- **Stored items**:
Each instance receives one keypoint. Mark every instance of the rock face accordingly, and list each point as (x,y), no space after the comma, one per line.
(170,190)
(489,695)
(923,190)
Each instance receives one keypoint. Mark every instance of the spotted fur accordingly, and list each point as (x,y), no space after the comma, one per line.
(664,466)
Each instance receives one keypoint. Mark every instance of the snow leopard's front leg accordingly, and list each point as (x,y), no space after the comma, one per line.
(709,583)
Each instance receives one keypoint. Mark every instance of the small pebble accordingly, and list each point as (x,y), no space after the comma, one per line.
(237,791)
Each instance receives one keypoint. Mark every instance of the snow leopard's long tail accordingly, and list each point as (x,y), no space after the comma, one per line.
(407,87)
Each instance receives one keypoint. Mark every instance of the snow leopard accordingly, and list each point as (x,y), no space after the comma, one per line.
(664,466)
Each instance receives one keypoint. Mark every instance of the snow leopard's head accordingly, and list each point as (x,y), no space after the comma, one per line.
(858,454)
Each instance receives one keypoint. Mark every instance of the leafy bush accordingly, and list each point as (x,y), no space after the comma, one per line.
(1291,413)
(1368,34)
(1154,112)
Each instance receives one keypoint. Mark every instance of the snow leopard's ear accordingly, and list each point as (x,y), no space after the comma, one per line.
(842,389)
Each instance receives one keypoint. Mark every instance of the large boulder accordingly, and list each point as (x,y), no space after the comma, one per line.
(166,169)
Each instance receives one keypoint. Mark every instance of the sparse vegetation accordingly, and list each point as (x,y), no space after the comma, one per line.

- **OBJECTIVE**: Reproduce every line of the entries above in full, shifting each coordinate in the answers by adding 12 to both its x and y values.

- **EXERCISE SOLUTION**:
Each instance receives one keypoint. Mark every instance of the rock face accordingly, and list each point as (x,y), no space after the comma, one per line.
(182,202)
(501,707)
(935,202)
Each instance receives one keypoint. Mark every instance of the spotted fur accordingly, and list each point as (x,y), no space after the comma, one per line.
(676,478)
Each instance receives one keypoint. Mark every instance of the snow leopard's front leg accordingly, and list each point as (x,y), no space after the comma, one per line.
(721,595)
Each instance receives one keypoint. Mark every instance of the small pebble accordingly, and list each point as (x,y), no space after the comma, one per line.
(249,803)
Each instance receives one keypoint. Mark every instance of the snow leopard's long tail accordingly, and list each point as (x,y), no space after the comma, one per line.
(419,99)
Each instance receives one keypoint. Mark every instance of the snow leopard accordingly, and list each point as (x,y), no space after the comma, one per line.
(676,478)
Each instance receives one keypoint. Mark every instance of the snow leopard's head accordingly, and list each point as (x,y), no space after the comma, one per line.
(870,466)
Each instance receives one keypoint. Mark every instance of the leafy bush accordingly, and list each point as (x,y), no space after the comma, one per line.
(1303,425)
(1380,46)
(1166,124)
Each instance receives one keypoint. Mark every instance of the snow leopard's ear accordingly, and list each point as (x,y), no space after the comma, one per line.
(854,401)
Each instance receives one keypoint. Mark every instance of the large boulder accordingly, and list each point as (x,y), no space after the comma, one per line.
(178,181)
Each instance receives one keypoint. Mark every instance of the sparse vegetation accordingly, and list each point as (x,y), no space after the comma, one per line.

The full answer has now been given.